## GOAL OF THE EXERCISE
Verbatim copy, pictures excluded: every line from the one with "Find the innermost" through the final line of the data below, and no other line.

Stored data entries
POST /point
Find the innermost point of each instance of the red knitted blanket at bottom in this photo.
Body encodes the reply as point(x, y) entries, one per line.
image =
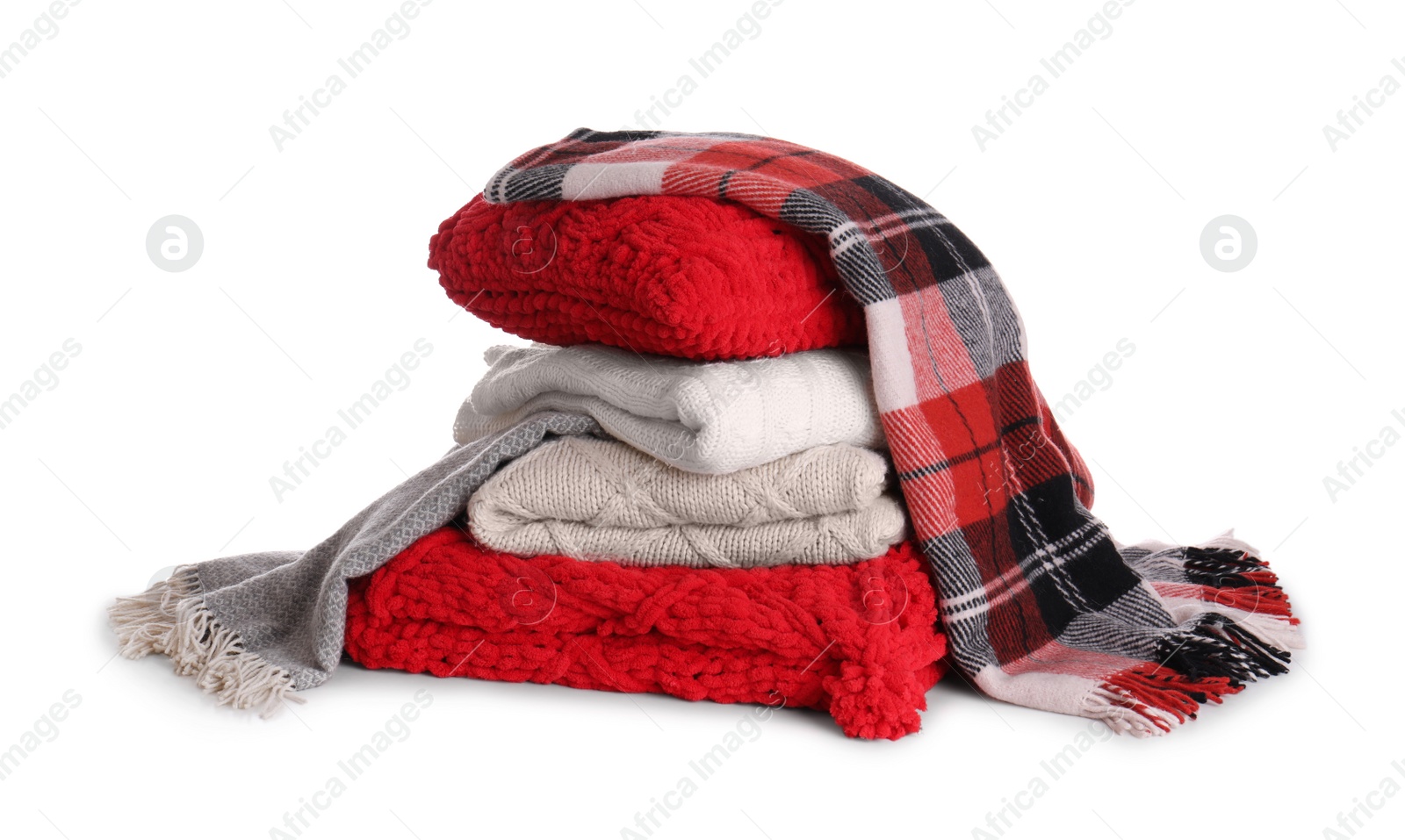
point(856, 641)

## TASK RESPONSE
Find the innermost point of each instance of the red knitted blanket at bottom in this photo.
Body encodes the reply as point(x, y) entries, one per line.
image =
point(856, 641)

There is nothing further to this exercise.